***** DATA FOR THIS EXERCISE
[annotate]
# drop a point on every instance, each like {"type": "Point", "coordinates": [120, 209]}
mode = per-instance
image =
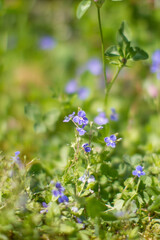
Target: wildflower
{"type": "Point", "coordinates": [84, 179]}
{"type": "Point", "coordinates": [101, 119]}
{"type": "Point", "coordinates": [59, 192]}
{"type": "Point", "coordinates": [47, 42]}
{"type": "Point", "coordinates": [86, 148]}
{"type": "Point", "coordinates": [71, 87]}
{"type": "Point", "coordinates": [94, 66]}
{"type": "Point", "coordinates": [81, 118]}
{"type": "Point", "coordinates": [114, 115]}
{"type": "Point", "coordinates": [139, 171]}
{"type": "Point", "coordinates": [74, 209]}
{"type": "Point", "coordinates": [155, 67]}
{"type": "Point", "coordinates": [69, 117]}
{"type": "Point", "coordinates": [81, 131]}
{"type": "Point", "coordinates": [111, 141]}
{"type": "Point", "coordinates": [83, 93]}
{"type": "Point", "coordinates": [45, 206]}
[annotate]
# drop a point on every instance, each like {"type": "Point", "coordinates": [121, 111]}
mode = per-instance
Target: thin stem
{"type": "Point", "coordinates": [111, 84]}
{"type": "Point", "coordinates": [102, 47]}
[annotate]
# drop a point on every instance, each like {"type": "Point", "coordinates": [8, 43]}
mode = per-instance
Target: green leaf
{"type": "Point", "coordinates": [82, 8]}
{"type": "Point", "coordinates": [112, 51]}
{"type": "Point", "coordinates": [32, 112]}
{"type": "Point", "coordinates": [95, 207]}
{"type": "Point", "coordinates": [139, 54]}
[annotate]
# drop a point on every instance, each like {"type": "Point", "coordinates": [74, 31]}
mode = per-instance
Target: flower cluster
{"type": "Point", "coordinates": [101, 119]}
{"type": "Point", "coordinates": [59, 192]}
{"type": "Point", "coordinates": [86, 147]}
{"type": "Point", "coordinates": [139, 171]}
{"type": "Point", "coordinates": [111, 141]}
{"type": "Point", "coordinates": [155, 67]}
{"type": "Point", "coordinates": [87, 178]}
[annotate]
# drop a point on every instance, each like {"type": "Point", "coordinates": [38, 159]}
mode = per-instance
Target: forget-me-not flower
{"type": "Point", "coordinates": [139, 171]}
{"type": "Point", "coordinates": [101, 119]}
{"type": "Point", "coordinates": [111, 141]}
{"type": "Point", "coordinates": [86, 147]}
{"type": "Point", "coordinates": [155, 67]}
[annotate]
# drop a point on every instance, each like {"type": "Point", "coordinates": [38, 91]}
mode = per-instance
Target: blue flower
{"type": "Point", "coordinates": [139, 171]}
{"type": "Point", "coordinates": [155, 67]}
{"type": "Point", "coordinates": [101, 119]}
{"type": "Point", "coordinates": [47, 42]}
{"type": "Point", "coordinates": [83, 93]}
{"type": "Point", "coordinates": [63, 198]}
{"type": "Point", "coordinates": [81, 118]}
{"type": "Point", "coordinates": [71, 87]}
{"type": "Point", "coordinates": [111, 141]}
{"type": "Point", "coordinates": [69, 117]}
{"type": "Point", "coordinates": [59, 192]}
{"type": "Point", "coordinates": [86, 147]}
{"type": "Point", "coordinates": [87, 178]}
{"type": "Point", "coordinates": [114, 115]}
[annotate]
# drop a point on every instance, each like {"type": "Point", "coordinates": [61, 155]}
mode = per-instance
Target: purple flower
{"type": "Point", "coordinates": [94, 66]}
{"type": "Point", "coordinates": [139, 171]}
{"type": "Point", "coordinates": [86, 147]}
{"type": "Point", "coordinates": [47, 42]}
{"type": "Point", "coordinates": [45, 206]}
{"type": "Point", "coordinates": [111, 141]}
{"type": "Point", "coordinates": [69, 117]}
{"type": "Point", "coordinates": [81, 131]}
{"type": "Point", "coordinates": [63, 198]}
{"type": "Point", "coordinates": [155, 67]}
{"type": "Point", "coordinates": [101, 119]}
{"type": "Point", "coordinates": [83, 178]}
{"type": "Point", "coordinates": [114, 115]}
{"type": "Point", "coordinates": [83, 93]}
{"type": "Point", "coordinates": [71, 87]}
{"type": "Point", "coordinates": [81, 119]}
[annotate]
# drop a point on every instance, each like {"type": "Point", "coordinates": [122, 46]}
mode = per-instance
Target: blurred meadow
{"type": "Point", "coordinates": [51, 65]}
{"type": "Point", "coordinates": [43, 46]}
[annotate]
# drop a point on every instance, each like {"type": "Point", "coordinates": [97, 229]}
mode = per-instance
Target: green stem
{"type": "Point", "coordinates": [111, 84]}
{"type": "Point", "coordinates": [102, 47]}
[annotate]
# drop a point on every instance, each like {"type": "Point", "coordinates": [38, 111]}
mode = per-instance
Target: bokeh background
{"type": "Point", "coordinates": [43, 46]}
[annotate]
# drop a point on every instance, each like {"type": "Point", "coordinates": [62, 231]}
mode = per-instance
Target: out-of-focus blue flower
{"type": "Point", "coordinates": [45, 206]}
{"type": "Point", "coordinates": [63, 198]}
{"type": "Point", "coordinates": [139, 171]}
{"type": "Point", "coordinates": [94, 65]}
{"type": "Point", "coordinates": [101, 119]}
{"type": "Point", "coordinates": [114, 115]}
{"type": "Point", "coordinates": [111, 141]}
{"type": "Point", "coordinates": [59, 192]}
{"type": "Point", "coordinates": [69, 117]}
{"type": "Point", "coordinates": [86, 147]}
{"type": "Point", "coordinates": [74, 209]}
{"type": "Point", "coordinates": [71, 87]}
{"type": "Point", "coordinates": [155, 67]}
{"type": "Point", "coordinates": [47, 42]}
{"type": "Point", "coordinates": [87, 178]}
{"type": "Point", "coordinates": [83, 93]}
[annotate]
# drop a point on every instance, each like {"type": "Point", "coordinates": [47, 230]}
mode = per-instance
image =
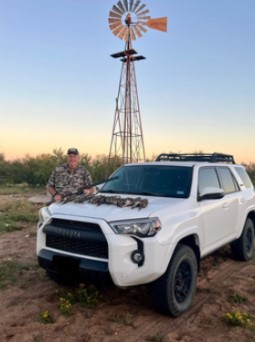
**********
> _TASK BRIEF_: If a line in the entries includes the word "like", copy that line out.

> _ANSWER FOR THE TASK_:
# drop a point on every instance, each like {"type": "Point", "coordinates": [120, 209]}
# drop a point on every instance, each like {"type": "Point", "coordinates": [121, 111]}
# drop a point on every instance, each like {"type": "Point", "coordinates": [8, 43]}
# drop a point on every instance, each like {"type": "Point", "coordinates": [74, 31]}
# drop a point on every instance, each like {"type": "Point", "coordinates": [38, 159]}
# drop a point on every instance, each like {"type": "Point", "coordinates": [38, 91]}
# drop a point on every instance, each like {"type": "Point", "coordinates": [61, 155]}
# drop a point on every instance, each like {"type": "Point", "coordinates": [122, 46]}
# drop a point on every instance, each like {"type": "Point", "coordinates": [97, 229]}
# drop a point on every instance, each like {"type": "Point", "coordinates": [38, 111]}
# drop a point on every instance, each like {"type": "Point", "coordinates": [62, 231]}
# drop a point on every instance, each like {"type": "Point", "coordinates": [47, 230]}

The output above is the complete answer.